*ABOUT THIS TASK*
Provide the number of lines of the records that include "screen", with no other content.

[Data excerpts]
- Opening Delimiter -
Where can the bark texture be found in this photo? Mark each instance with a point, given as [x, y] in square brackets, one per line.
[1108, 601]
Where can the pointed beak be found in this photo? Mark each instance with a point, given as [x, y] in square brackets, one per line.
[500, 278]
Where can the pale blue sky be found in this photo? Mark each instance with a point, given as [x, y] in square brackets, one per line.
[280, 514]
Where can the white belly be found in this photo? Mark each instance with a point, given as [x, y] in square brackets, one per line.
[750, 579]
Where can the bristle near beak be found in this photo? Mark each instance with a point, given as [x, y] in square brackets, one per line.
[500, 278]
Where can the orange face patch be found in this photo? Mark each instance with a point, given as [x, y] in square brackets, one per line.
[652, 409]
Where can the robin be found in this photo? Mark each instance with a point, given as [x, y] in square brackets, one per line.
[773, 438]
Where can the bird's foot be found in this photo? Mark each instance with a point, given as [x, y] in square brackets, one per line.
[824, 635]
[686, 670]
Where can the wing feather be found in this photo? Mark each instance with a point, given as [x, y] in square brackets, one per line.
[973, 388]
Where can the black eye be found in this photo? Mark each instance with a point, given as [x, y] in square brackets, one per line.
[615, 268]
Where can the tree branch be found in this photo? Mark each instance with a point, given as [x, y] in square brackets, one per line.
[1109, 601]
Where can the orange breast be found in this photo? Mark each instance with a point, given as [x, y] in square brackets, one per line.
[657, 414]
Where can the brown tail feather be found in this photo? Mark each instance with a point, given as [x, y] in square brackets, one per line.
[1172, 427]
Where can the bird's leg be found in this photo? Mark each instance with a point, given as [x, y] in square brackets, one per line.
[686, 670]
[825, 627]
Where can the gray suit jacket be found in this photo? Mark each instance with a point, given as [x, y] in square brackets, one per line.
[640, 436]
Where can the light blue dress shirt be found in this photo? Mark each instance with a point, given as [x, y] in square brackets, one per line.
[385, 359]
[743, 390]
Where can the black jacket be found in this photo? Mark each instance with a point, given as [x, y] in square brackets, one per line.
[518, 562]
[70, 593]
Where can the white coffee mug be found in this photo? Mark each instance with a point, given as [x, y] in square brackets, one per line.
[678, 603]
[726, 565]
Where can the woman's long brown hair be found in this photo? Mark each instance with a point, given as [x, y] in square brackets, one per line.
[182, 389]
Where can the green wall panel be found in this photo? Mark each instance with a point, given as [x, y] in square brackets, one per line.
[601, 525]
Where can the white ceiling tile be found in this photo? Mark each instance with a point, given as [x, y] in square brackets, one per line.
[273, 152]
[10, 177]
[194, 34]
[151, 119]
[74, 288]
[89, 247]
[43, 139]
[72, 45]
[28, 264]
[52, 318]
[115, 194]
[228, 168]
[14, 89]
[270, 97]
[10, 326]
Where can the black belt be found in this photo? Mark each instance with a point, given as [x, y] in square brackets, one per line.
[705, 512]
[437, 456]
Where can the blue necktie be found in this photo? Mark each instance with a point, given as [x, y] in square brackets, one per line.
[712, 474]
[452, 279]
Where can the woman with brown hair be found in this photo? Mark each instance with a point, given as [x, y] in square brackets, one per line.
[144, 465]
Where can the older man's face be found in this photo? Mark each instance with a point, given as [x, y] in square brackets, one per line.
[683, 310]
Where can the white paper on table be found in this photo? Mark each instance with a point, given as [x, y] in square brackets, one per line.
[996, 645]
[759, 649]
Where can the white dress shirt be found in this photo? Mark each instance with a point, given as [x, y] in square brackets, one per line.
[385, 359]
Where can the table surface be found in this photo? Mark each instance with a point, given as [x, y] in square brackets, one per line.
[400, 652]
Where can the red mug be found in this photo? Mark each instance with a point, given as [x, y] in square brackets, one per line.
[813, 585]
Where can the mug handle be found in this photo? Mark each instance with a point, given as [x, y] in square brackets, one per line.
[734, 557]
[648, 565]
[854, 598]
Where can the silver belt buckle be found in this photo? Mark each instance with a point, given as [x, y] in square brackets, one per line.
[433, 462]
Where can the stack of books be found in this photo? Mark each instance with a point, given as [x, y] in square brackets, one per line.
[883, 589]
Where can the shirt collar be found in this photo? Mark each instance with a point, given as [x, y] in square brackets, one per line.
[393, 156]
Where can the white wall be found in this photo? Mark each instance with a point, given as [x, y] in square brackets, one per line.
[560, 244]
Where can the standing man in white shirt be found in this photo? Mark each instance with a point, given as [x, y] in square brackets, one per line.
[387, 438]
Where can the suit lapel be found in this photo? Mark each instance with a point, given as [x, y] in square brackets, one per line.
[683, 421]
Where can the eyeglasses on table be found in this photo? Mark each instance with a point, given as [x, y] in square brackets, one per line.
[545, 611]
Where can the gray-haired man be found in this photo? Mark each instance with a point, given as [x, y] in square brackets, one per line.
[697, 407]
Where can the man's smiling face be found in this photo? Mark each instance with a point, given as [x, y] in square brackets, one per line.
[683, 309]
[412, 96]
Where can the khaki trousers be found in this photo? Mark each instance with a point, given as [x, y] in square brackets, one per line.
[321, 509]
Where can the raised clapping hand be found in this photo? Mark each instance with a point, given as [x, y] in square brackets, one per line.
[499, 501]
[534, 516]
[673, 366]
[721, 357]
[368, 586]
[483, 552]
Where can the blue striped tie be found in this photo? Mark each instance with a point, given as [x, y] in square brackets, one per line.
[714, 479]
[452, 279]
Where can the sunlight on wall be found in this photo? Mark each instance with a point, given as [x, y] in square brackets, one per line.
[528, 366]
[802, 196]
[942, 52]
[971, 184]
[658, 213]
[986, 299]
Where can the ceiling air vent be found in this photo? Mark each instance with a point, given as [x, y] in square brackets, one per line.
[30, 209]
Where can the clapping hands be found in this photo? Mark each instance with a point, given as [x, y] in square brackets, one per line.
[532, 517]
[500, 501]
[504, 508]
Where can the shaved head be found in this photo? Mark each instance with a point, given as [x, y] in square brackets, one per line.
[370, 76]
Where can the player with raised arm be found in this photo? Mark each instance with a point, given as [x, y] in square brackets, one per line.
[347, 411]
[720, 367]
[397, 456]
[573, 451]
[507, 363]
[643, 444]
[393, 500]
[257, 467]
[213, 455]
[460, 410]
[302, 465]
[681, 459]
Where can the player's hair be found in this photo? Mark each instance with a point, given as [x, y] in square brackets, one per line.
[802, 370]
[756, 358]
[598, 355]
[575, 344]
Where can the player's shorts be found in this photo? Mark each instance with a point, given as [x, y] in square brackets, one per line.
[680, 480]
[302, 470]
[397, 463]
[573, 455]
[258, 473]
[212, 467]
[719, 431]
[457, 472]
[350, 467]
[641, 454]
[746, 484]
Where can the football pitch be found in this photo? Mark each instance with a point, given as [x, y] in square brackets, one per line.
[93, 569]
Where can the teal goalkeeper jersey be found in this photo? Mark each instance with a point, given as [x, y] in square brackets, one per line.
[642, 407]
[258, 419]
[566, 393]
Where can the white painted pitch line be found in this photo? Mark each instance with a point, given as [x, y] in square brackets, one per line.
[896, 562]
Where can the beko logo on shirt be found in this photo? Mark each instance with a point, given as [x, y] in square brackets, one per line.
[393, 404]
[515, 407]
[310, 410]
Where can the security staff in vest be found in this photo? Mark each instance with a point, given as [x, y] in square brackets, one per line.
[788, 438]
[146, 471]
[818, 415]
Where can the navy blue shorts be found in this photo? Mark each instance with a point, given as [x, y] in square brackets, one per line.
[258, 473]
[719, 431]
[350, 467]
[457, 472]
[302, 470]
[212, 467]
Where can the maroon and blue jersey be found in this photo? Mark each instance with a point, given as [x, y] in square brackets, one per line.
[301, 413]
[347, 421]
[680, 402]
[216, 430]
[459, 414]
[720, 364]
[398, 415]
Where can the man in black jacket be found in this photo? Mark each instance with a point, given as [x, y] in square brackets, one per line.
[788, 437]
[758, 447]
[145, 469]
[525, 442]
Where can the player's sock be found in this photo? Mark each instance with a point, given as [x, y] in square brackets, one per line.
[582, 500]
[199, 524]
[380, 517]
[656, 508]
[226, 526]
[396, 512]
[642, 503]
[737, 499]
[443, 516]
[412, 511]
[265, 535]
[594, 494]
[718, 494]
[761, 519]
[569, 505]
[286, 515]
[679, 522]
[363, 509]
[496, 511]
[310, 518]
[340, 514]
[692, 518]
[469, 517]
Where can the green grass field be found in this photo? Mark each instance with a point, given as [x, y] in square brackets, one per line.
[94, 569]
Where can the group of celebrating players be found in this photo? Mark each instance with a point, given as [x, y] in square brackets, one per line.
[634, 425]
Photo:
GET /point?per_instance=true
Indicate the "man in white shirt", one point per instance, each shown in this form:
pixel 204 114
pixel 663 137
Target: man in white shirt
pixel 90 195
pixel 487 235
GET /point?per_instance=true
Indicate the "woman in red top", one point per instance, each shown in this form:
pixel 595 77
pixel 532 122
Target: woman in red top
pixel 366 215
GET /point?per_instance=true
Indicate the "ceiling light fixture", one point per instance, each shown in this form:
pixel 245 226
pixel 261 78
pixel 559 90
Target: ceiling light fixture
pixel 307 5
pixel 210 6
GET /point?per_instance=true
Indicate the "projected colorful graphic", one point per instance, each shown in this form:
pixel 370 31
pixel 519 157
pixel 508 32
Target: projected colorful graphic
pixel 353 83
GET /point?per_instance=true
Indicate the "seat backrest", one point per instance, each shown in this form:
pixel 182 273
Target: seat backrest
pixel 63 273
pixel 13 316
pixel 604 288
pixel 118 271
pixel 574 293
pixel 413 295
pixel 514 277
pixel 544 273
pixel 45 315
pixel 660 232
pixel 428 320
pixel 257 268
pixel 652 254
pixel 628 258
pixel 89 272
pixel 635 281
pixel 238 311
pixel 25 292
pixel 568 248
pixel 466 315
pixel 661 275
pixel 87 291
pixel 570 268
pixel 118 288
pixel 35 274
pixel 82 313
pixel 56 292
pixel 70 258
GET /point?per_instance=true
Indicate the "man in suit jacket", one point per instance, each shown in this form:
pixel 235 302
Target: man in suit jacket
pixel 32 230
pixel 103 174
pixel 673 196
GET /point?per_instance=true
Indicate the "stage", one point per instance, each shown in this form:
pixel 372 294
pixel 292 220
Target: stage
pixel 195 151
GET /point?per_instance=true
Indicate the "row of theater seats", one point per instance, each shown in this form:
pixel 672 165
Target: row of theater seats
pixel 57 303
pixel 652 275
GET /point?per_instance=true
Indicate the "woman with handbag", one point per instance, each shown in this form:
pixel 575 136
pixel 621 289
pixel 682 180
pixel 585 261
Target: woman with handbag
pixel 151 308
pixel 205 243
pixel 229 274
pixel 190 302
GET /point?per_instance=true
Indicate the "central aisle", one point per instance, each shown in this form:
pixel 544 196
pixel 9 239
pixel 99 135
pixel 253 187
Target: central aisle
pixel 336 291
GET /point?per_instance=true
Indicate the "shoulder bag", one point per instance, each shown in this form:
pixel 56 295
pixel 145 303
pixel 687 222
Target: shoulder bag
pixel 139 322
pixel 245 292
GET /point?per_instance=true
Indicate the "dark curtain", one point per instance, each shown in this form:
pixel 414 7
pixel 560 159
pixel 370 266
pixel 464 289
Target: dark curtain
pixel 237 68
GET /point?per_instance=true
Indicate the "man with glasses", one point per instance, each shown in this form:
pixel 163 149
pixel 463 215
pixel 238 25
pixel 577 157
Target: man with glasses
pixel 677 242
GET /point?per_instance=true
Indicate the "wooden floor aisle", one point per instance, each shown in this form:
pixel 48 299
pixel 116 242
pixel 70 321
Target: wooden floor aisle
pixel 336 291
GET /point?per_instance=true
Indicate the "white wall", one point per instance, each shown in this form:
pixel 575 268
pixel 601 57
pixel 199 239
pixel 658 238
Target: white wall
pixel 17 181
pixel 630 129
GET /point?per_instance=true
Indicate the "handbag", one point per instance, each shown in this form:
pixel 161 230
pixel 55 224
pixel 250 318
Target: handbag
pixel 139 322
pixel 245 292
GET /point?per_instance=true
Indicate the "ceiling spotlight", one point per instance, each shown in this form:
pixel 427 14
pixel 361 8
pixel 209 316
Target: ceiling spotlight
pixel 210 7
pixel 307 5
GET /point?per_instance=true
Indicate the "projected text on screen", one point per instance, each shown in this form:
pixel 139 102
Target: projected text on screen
- Closing Delimiter -
*EXPECTED ANSWER*
2